● **Document text**:
****

3. Do “canonical” and “non‐canonical” functions of endocytosis really exist?

So, much has happened between 1996 and today that has served to reveal a complex pattern of connections between endocytosis and signaling. Today, we view these two programs as two faces of the same coin, inseparably connected to each other. And yet, what we have discussed so far – unexpected though it might have been only a decade ago – still somehow falls within a canonical view of endocytosis. In other words, endocytic routes contribute to signaling by doing what they are supposed to do, i.e. by internalizing molecules and destining them to a variety of fates.

Needless to say, endocytosis holds many more surprises in store, as demonstrated by a series of connections that are emerging between endocytic proteins and complex signaling programs, such as transcription, cell cycle regulation, mitosis, apoptosis, and cell fate determination. I have reviewed these connections recently, and therefore refer the reader to that review (Lanzetti and Di Fiore, 2008). I also do not want to spoil the enjoyment of reading through this issue, since many of the reviews address several of these aspects in scholarly detail. Pyrzynska et al. (2009) cover the role of endocytic proteins in the regulation of nuclear signaling and transcription; Vaccari and Bilder (2009) explore the connections between endocytosis and cell polarity, proliferation and apoptosis; Fürthauer and Gonzáles‐Gaitán (2009) describe the role of endocytosis in asymmetric cell division and cell fate determination.

Many of these connections (albeit not all) cannot intuitively be rationalized within a canonical view of endocytosis. They appear, therefore, to identify “non‐canonical” functions of the process. Regardless of nomenclature, the real question to resolve is the relationship between the molecular machinery of endocytosis and that of apparently very distant cellular processes, such as transcription, cell cycle control, apoptosis, or regulation of progression through mitosis. One possibility is that endocytic proteins participate in these events as “freelancers”, so to speak: their functions in these processes would be unrelated to the roles they play in endocytosis. There is, however, an alternative, and much more appealing hypothesis, i.e. that endocytosis is integrated with, and necessary for, the execution of a number of cellular programs. Under this scenario, the elucidation of the molecular connections involved would constitute a major advance in our understanding of the blueprint of cell regulation.

****

Reproduce the full passage on canonical and non-canonical functions of endocytosis word for word.

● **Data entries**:
****

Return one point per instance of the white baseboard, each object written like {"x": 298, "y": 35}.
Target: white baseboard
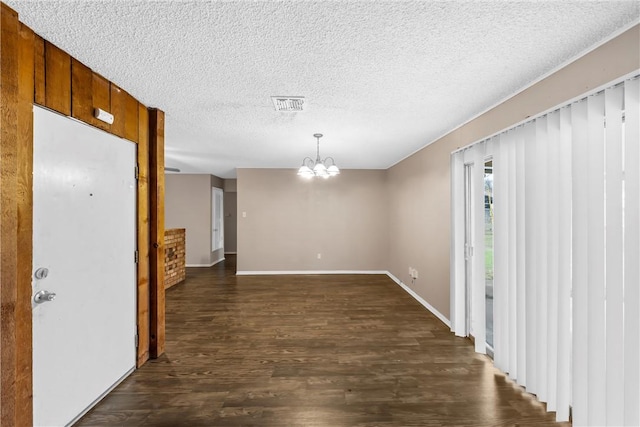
{"x": 303, "y": 272}
{"x": 205, "y": 265}
{"x": 420, "y": 300}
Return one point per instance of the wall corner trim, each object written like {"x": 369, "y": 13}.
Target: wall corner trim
{"x": 206, "y": 265}
{"x": 306, "y": 272}
{"x": 418, "y": 298}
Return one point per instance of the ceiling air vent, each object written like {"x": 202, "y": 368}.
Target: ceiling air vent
{"x": 288, "y": 103}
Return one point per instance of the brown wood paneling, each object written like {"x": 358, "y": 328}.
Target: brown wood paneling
{"x": 39, "y": 96}
{"x": 57, "y": 79}
{"x": 81, "y": 92}
{"x": 156, "y": 217}
{"x": 24, "y": 384}
{"x": 118, "y": 109}
{"x": 101, "y": 96}
{"x": 8, "y": 212}
{"x": 16, "y": 128}
{"x": 130, "y": 118}
{"x": 143, "y": 235}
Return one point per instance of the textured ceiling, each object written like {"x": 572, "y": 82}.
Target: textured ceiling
{"x": 381, "y": 78}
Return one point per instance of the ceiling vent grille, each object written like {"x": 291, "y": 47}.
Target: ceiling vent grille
{"x": 291, "y": 104}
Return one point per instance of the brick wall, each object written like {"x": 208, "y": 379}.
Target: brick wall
{"x": 174, "y": 256}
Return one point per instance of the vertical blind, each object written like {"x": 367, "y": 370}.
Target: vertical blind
{"x": 566, "y": 255}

****

● **Response to the task**:
3. Do “canonical” and “non‐canonical” functions of endocytosis really exist?

So, much has happened between 1996 and today that has served to reveal a complex pattern of connections between endocytosis and signaling. Today, we view these two programs as two faces of the same coin, inseparably connected to each other. And yet, what we have discussed so far – unexpected though it might have been only a decade ago – still somehow falls within a canonical view of endocytosis. In other words, endocytic routes contribute to signaling by doing what they are supposed to do, i.e. by internalizing molecules and destining them to a variety of fates.

Needless to say, endocytosis holds many more surprises in store, as demonstrated by a series of connections that are emerging between endocytic proteins and complex signaling programs, such as transcription, cell cycle regulation, mitosis, apoptosis, and cell fate determination. I have reviewed these connections recently, and therefore refer the reader to that review (Lanzetti and Di Fiore, 2008). I also do not want to spoil the enjoyment of reading through this issue, since many of the reviews address several of these aspects in scholarly detail. Pyrzynska et al. (2009) cover the role of endocytic proteins in the regulation of nuclear signaling and transcription; Vaccari and Bilder (2009) explore the connections between endocytosis and cell polarity, proliferation and apoptosis; Fürthauer and Gonzáles‐Gaitán (2009) describe the role of endocytosis in asymmetric cell division and cell fate determination.

Many of these connections (albeit not all) cannot intuitively be rationalized within a canonical view of endocytosis. They appear, therefore, to identify “non‐canonical” functions of the process. Regardless of nomenclature, the real question to resolve is the relationship between the molecular machinery of endocytosis and that of apparently very distant cellular processes, such as transcription, cell cycle control, apoptosis, or regulation of progression through mitosis. One possibility is that endocytic proteins participate in these events as “freelancers”, so to speak: their functions in these processes would be unrelated to the roles they play in endocytosis. There is, however, an alternative, and much more appealing hypothesis, i.e. that endocytosis is integrated with, and necessary for, the execution of a number of cellular programs. Under this scenario, the elucidation of the molecular connections involved would constitute a major advance in our understanding of the blueprint of cell regulation.